= Beginning of Section =

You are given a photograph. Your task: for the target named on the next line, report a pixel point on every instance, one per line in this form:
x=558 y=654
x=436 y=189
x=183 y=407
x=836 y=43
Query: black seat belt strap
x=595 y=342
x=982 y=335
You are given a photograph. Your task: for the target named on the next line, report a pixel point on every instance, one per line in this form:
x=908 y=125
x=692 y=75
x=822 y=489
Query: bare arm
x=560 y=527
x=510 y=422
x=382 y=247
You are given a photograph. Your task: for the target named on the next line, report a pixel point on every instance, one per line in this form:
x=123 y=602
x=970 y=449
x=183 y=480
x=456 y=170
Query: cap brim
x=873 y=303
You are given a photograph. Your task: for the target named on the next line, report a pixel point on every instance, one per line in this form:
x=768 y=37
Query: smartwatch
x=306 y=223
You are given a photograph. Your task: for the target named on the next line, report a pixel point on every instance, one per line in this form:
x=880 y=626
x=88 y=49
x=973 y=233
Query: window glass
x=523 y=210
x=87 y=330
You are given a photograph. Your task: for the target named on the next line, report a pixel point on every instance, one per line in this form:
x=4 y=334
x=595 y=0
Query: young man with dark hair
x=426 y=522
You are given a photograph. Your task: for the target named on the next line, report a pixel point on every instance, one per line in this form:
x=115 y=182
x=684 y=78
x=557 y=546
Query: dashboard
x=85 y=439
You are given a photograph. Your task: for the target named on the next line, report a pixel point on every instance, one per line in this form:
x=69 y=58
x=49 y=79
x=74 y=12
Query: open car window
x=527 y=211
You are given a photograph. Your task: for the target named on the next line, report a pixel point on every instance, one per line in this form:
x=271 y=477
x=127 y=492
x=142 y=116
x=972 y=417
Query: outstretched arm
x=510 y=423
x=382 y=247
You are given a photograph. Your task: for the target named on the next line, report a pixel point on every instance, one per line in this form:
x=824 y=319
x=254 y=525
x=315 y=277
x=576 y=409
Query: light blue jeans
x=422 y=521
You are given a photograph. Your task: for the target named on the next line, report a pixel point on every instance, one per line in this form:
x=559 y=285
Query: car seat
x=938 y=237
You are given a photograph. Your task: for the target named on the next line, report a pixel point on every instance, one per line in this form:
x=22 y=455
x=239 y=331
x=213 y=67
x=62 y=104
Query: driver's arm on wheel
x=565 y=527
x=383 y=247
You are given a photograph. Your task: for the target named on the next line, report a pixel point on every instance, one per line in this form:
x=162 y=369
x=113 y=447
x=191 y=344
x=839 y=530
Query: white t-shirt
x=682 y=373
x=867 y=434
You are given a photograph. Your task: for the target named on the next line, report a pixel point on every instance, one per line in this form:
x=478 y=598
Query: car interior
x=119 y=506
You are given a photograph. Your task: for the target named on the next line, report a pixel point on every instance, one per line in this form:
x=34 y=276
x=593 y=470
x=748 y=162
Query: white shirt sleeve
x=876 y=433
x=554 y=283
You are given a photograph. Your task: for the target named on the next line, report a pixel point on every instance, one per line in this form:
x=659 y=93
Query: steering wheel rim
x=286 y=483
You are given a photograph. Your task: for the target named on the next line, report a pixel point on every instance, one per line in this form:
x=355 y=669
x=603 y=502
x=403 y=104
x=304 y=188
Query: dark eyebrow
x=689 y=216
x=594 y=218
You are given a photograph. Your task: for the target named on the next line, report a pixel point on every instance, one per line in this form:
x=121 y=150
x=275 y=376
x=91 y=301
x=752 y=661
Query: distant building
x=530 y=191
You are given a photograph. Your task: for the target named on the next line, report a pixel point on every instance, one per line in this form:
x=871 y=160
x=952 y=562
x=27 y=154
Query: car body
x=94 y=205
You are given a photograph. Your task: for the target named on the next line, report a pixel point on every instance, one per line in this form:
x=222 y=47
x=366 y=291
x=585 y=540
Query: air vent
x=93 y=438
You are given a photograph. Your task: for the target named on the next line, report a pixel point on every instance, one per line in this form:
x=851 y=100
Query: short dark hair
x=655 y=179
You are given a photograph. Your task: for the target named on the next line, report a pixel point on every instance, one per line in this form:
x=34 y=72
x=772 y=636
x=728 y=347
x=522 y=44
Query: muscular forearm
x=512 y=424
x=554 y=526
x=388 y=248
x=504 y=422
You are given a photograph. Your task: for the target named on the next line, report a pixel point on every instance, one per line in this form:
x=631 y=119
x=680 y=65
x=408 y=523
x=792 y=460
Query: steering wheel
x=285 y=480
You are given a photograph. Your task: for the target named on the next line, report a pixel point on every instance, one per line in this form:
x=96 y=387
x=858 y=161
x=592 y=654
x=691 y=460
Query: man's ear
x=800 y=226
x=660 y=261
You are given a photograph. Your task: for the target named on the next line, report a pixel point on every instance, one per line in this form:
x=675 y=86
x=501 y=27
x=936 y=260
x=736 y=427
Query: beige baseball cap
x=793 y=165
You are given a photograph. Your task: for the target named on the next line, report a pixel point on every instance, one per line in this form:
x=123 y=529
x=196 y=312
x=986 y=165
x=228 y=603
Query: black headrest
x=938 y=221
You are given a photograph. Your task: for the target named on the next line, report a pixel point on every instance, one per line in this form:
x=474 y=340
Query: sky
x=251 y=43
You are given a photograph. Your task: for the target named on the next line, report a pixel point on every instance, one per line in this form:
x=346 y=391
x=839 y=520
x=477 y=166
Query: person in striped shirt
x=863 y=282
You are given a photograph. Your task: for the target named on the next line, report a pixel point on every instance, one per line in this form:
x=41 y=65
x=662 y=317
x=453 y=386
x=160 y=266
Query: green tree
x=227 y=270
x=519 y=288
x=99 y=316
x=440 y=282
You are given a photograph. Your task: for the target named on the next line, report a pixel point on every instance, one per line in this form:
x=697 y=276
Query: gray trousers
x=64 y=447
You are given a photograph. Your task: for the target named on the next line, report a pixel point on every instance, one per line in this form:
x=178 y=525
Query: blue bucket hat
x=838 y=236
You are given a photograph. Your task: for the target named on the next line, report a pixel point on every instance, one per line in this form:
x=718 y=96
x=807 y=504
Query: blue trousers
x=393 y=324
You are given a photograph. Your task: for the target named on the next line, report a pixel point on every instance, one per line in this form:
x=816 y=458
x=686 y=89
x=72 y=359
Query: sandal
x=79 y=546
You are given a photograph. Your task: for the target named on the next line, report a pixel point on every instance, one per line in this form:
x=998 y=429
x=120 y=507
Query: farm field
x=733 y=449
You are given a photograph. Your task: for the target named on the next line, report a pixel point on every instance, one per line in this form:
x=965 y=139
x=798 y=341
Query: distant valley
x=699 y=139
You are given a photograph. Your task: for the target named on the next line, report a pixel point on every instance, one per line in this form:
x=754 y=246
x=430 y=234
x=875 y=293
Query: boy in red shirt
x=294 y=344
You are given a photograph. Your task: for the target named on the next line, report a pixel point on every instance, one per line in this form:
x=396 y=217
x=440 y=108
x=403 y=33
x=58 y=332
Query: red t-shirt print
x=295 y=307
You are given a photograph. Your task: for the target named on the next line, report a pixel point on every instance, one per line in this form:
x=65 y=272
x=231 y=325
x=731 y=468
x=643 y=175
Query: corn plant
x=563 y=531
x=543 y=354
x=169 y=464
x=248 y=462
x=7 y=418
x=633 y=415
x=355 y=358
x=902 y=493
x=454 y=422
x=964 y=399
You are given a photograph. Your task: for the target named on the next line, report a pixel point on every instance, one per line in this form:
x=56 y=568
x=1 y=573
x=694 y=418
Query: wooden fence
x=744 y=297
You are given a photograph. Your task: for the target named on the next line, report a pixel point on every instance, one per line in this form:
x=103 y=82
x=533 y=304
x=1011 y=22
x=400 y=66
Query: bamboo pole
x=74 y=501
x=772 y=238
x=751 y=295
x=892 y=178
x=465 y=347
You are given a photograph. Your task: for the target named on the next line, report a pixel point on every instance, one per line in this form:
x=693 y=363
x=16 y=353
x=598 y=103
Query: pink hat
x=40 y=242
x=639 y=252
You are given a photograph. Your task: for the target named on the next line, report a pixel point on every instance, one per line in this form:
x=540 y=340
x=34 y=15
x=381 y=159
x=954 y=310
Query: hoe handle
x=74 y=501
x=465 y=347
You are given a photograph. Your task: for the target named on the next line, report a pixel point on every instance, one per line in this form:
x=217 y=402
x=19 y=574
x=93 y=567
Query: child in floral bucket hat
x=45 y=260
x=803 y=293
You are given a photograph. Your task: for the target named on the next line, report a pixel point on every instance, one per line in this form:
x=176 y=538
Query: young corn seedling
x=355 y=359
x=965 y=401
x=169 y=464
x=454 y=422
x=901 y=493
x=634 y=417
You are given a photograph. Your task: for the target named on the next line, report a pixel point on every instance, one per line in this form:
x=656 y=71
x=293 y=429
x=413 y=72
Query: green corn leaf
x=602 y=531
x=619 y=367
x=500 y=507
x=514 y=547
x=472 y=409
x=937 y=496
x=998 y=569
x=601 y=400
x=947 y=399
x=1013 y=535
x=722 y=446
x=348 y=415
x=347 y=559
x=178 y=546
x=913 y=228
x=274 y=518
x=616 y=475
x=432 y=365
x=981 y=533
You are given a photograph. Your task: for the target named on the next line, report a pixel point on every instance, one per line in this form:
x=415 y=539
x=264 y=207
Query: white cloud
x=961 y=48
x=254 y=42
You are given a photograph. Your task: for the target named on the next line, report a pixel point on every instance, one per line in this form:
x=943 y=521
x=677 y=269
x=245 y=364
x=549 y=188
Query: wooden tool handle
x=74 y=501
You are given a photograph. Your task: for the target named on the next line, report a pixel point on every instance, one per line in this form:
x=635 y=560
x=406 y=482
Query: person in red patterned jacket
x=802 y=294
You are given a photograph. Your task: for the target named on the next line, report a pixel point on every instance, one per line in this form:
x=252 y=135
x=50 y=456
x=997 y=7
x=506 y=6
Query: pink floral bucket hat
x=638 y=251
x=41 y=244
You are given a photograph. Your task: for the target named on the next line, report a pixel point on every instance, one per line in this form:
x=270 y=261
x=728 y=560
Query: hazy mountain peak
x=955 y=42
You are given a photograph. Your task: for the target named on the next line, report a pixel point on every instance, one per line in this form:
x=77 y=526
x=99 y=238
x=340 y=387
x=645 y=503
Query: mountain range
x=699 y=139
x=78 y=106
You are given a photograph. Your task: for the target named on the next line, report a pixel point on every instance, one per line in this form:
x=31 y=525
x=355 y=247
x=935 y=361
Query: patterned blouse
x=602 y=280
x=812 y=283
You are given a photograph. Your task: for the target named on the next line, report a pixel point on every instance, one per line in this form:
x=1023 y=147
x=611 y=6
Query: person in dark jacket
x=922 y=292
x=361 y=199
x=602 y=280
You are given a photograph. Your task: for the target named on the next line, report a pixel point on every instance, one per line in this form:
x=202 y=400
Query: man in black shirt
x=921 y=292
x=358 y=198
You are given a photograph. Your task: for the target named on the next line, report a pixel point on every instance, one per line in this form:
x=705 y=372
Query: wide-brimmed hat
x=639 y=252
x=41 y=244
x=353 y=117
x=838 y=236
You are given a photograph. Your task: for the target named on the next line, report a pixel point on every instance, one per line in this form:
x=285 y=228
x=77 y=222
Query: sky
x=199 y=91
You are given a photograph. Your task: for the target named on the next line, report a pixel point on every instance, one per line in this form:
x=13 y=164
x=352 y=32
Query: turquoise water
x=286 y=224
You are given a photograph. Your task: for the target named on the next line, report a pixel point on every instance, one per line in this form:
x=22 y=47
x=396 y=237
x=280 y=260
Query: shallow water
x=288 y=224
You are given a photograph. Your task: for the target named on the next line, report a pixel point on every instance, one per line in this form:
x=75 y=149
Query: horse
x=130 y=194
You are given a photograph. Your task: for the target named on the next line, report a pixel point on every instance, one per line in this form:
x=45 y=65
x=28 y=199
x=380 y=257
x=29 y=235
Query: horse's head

= End of Section =

● **Your assignment**: Write out the listing exactly from its first line to the line containing "x=127 y=492". Both of those lines belong in the answer.

● **Reply**:
You are given a photograph. Your task: for the target named on the next line, report a pixel point on every instance, one per line in this form:
x=558 y=654
x=436 y=189
x=183 y=407
x=836 y=43
Query: black seat belt strap
x=595 y=342
x=982 y=335
You are given a photograph. Your task: for the target named on the next line, report a pixel point on every instance, one per line in this form:
x=908 y=125
x=692 y=75
x=822 y=489
Query: bare arm
x=560 y=527
x=510 y=422
x=382 y=247
You are given a photograph. Your task: for the target named on the next line, report a pixel point on every instance, one per line in this form:
x=123 y=602
x=970 y=449
x=183 y=480
x=456 y=170
Query: cap brim
x=873 y=303
You are given a photograph. Your task: for the target named on the next line, report a pixel point on every instance, one per line in this form:
x=768 y=37
Query: smartwatch
x=306 y=223
You are given a photograph. Your task: for the target named on the next line, report a pixel point on every instance, one per line in this form:
x=880 y=626
x=88 y=49
x=973 y=233
Query: window glass
x=523 y=210
x=87 y=330
You are given a photograph. Your task: for the target named on the next line, report a pixel point on every instance, one per line in this form:
x=4 y=334
x=595 y=0
Query: young man with dark hair
x=426 y=522
You are given a photograph. Your task: for the target named on the next line, report a pixel point on every instance, one per line in this form:
x=115 y=182
x=684 y=78
x=557 y=546
Query: dashboard
x=85 y=439
You are given a photograph. Your task: for the target named on the next line, report a pixel point on every instance, one per line in this form:
x=69 y=58
x=49 y=79
x=74 y=12
Query: open car window
x=527 y=211
You are given a photograph. Your task: for the target named on the next line, report a pixel point on every instance, one per line in this form:
x=271 y=477
x=127 y=492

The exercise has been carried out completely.